→ Given instruction: Convert the records below into a two-column CSV with the headers "prompt" and "response", giving one row per record. Put each record's text and its answer in separate quoted fields, and replace line breaks with spaces.

→ Input for this task:
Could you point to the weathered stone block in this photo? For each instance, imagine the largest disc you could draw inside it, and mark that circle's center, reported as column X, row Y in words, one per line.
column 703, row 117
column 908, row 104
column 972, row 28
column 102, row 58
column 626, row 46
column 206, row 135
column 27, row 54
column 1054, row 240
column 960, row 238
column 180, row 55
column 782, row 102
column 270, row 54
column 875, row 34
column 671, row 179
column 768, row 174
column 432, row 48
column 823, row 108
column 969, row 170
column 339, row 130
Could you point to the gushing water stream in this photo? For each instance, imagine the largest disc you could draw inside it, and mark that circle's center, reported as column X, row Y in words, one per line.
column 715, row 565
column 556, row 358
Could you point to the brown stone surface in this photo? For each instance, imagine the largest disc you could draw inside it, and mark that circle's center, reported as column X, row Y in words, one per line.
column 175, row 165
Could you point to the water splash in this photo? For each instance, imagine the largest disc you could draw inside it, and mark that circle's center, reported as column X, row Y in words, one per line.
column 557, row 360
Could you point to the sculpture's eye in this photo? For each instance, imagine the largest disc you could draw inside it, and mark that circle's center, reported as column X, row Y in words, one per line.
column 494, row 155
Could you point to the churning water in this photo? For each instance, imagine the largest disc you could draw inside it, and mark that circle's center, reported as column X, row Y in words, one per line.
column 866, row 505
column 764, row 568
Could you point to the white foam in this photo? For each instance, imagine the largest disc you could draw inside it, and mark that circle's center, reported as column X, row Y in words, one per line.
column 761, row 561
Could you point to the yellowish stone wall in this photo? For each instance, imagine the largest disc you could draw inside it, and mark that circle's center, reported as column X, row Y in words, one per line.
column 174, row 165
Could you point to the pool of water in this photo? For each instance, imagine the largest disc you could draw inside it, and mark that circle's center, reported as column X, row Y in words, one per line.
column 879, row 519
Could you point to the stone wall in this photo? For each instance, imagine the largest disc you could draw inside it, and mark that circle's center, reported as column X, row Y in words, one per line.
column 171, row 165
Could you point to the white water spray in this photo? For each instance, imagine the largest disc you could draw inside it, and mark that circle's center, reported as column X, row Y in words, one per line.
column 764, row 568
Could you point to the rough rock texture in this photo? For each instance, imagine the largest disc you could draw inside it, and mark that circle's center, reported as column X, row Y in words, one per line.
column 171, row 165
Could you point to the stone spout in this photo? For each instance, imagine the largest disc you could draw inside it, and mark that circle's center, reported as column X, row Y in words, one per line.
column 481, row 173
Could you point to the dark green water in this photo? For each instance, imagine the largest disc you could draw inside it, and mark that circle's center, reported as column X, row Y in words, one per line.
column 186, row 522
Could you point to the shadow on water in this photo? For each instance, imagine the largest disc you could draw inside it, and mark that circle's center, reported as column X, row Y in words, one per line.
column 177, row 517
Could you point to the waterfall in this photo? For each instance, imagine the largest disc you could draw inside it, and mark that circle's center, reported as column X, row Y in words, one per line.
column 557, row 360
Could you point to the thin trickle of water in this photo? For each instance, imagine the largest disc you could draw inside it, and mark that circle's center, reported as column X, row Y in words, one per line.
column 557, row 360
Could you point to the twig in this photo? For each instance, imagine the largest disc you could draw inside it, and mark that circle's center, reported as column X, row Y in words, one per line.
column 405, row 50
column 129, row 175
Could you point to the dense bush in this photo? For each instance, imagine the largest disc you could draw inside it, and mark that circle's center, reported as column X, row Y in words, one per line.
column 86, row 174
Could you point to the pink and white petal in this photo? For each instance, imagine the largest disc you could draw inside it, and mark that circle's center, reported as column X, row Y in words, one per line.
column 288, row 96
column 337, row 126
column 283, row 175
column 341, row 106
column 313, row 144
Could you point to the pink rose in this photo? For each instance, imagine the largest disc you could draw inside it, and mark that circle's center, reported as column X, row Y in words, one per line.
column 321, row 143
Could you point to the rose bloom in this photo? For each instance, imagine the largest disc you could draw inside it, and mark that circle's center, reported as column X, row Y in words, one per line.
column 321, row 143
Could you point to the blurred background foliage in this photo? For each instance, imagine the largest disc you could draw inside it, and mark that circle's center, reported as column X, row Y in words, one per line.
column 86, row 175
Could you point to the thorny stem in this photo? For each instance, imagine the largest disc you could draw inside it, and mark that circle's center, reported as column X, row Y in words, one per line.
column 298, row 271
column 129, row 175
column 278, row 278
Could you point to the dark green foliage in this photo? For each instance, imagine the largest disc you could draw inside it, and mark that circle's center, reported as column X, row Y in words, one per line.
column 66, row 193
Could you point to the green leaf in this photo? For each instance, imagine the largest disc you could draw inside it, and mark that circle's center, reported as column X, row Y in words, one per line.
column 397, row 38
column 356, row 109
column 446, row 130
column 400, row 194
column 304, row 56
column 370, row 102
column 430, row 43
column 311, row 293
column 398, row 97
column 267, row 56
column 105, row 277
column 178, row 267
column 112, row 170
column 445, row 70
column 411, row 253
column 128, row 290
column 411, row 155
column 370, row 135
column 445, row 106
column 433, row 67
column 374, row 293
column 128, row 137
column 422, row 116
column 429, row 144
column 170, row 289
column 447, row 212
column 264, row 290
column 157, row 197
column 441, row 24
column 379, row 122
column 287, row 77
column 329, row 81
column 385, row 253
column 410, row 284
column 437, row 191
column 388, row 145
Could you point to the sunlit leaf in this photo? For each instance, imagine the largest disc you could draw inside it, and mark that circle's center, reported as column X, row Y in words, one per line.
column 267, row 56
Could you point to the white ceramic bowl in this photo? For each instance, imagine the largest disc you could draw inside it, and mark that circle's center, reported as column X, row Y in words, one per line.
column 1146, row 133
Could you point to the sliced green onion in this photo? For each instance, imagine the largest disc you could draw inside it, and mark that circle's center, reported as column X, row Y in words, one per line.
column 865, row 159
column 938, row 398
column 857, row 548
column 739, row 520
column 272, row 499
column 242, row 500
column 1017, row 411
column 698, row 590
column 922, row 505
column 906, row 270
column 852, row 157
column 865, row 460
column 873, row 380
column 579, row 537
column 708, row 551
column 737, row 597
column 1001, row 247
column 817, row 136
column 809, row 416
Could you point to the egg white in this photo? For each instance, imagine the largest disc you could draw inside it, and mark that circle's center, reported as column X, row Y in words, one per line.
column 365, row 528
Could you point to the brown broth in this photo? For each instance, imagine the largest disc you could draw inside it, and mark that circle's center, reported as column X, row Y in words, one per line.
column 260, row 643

→ Worked solution:
prompt,response
"Could you point to the weathered stone block in this photo? For each instance, imagine the largest disc you could draw inside it, and mark that circle's center, reported as column X, row Y in words, one per line.","column 703, row 117 column 908, row 104 column 972, row 28 column 102, row 58 column 626, row 46 column 206, row 135 column 27, row 54 column 1054, row 240 column 960, row 238 column 180, row 55 column 782, row 102 column 270, row 54 column 875, row 34 column 671, row 179 column 768, row 174 column 432, row 48 column 823, row 108 column 969, row 170 column 339, row 130"
"Could you point to the gushing water stream in this photo? For each instance, imagine the largest disc you could draw inside it, and mark that circle's center, reported as column X, row Y in words, one per line.","column 715, row 565 column 556, row 358"
"Could you point to the brown stone surface in this photo? For each instance, imagine the largest disc you could draw inside it, and mark that circle's center, reported as column X, row Y in words, one per line.","column 175, row 165"
"Could you point to the water splash in this photo? For each instance, imagine the largest disc you could draw inside it, and mark that circle's center, reported as column X, row Y in words, one per line.","column 557, row 360"
"Could you point to the sculpture's eye in this photo? For each instance, imagine the largest disc you could draw inside it, and mark that circle's center, reported as column X, row Y in words, one per line.","column 494, row 155"
"Could you point to the churning water in this photo? For each instance, imagine the largest disc you could draw inside it, and mark that circle's center, reported as column X, row Y in words, one per line.","column 866, row 505 column 764, row 568"
"Could you point to the white foam in this photo? For each instance, imagine the largest disc you could draw inside it, and mark that circle's center, reported as column X, row Y in words, one per line.","column 761, row 561"
"Could you point to the yellowish stone wall in this photo? For each instance, imagine the largest disc you could draw inside it, and mark that circle's center, reported as column X, row Y in words, one per line.","column 174, row 165"
"Could you point to the pool of water in this photo? For each instance, imagine the largest disc you could draw inside it, and mark that circle's center, reported as column X, row Y in words, one per line.","column 879, row 519"
"Could you point to the stone wall in this photo? For each instance, imagine the largest disc you could draw inside it, and mark that circle's center, reported as column X, row Y in words, one per line.","column 171, row 165"
"Could you point to the white water spray in this photo? For each instance, imagine the largest disc you could draw inside it, and mark that circle's center, reported as column X, row Y in words, one per line.","column 764, row 568"
"Could you point to the rough rock texture in this photo? For each instance, imagine the largest disc you could draw inside it, and mark that circle's center, reported as column X, row Y in words, one per line.","column 171, row 165"
"Could you point to the stone spout in this photo? For each instance, imagine the largest disc you could draw inside it, and mark that circle's center, reported as column X, row Y in words, one per line.","column 481, row 173"
"Could you point to the dark green water in this photo? For each instance, imagine the largest disc you could draw inside it, and mark that circle's center, reported as column X, row Y in words, one per line.","column 186, row 522"
"Could you point to the shadow on water in this photo? For each instance, imagine the largest disc you could draw inside it, and mark that circle's center, reported as column X, row Y in words, one per line.","column 177, row 517"
"Could you point to the waterfall in this photo? For each instance, imagine the largest disc you could draw inside it, and mark that circle's center, reported as column X, row Y in words, one per line.","column 557, row 360"
"Could you point to the thin trickle of water in this photo? For each instance, imagine the largest disc you could draw inside it, and mark that circle's center, reported as column X, row Y in words, one per line.","column 557, row 360"
"Could you point to the twig in this photo? For each instance, imagine the largest disc you could draw inside it, and mark that circle's center, reported as column X, row Y in words, one per line.","column 405, row 50 column 129, row 175"
"Could you point to the dense bush in this photo? For each instance, imagine the largest disc you could draw inside it, and mark that circle's center, reported as column X, row Y in words, one per line.","column 86, row 174"
"Could you point to the pink and white petal in this photo? For each instance, imagine the largest disc you could draw inside it, and mark that circle's center, reported as column X, row Y in words, one per line.","column 288, row 96 column 337, row 126 column 283, row 175 column 341, row 106 column 313, row 144"
"Could you point to the pink rose in this photo? For each instance, imagine the largest disc you could draw inside it, and mark that circle's center, reported as column X, row Y in words, one per line.","column 321, row 143"
"Could you point to the rose bloom in this photo? For each instance, imagine the largest disc you could draw inside it, and mark that circle's center, reported as column X, row Y in words, one per line.","column 321, row 143"
"Could you point to the blurred background foliage in this photo? For each instance, imagine the largest disc you could draw inside it, and mark that circle's center, reported as column X, row Y in words, one per line.","column 86, row 175"
"Could you point to the thorny stem in this photo? For each instance, imagine the largest disc you could draw inside it, and mark that circle's center, reported as column X, row Y in words, one per line.","column 298, row 271 column 129, row 175 column 278, row 278"
"Could you point to the dark green foliage in this photo? For each instance, imagine the largest disc you could draw inside it, and mark that circle's center, reported as column X, row Y in words, one per line.","column 66, row 193"
"Could you point to the green leaf in this photo? For each instance, imagine the largest disc you could draw inside it, and mark that circle's center, reported as column X, row Y in words, one per line.","column 397, row 38 column 356, row 109 column 446, row 130 column 400, row 194 column 304, row 56 column 370, row 102 column 430, row 43 column 311, row 293 column 398, row 97 column 267, row 56 column 105, row 277 column 178, row 267 column 112, row 170 column 445, row 70 column 411, row 253 column 128, row 290 column 411, row 155 column 370, row 135 column 445, row 106 column 433, row 67 column 374, row 293 column 128, row 137 column 422, row 116 column 429, row 144 column 170, row 289 column 447, row 212 column 264, row 290 column 157, row 197 column 441, row 24 column 379, row 122 column 287, row 77 column 329, row 81 column 385, row 253 column 410, row 284 column 437, row 191 column 388, row 145"
"Could you point to the sunlit leaf in this photo? For each instance, imagine the largest disc you could draw inside it, and mark that circle's center, reported as column X, row Y in words, one per line.","column 267, row 56"
"Could you point to the white ceramic bowl in this photo? For each instance, imagine the largest disc you could draw inside it, and mark that circle's center, reported as column X, row Y in words, one per line.","column 1146, row 133"
"Could you point to the sliced green onion in this photo? For each instance, imagine the largest disc you could draw inside it, and mark that circle's center, reported as column X, row Y in words, one per line.","column 865, row 159 column 938, row 398 column 857, row 548 column 739, row 520 column 272, row 499 column 242, row 500 column 1017, row 411 column 698, row 590 column 922, row 505 column 906, row 270 column 852, row 157 column 865, row 460 column 873, row 380 column 579, row 537 column 708, row 551 column 737, row 597 column 1001, row 247 column 817, row 136 column 809, row 416"
"Could you point to the egg white in this photo? For each instance, imagine the largest disc you could draw inside it, and mark that circle's center, reported as column X, row Y in words, one per line.","column 365, row 528"
"Could you point to the brown broth in this photo? For each instance, imagine the largest disc you could draw inside it, and mark that circle's center, reported as column X, row Y in words, one per line.","column 260, row 643"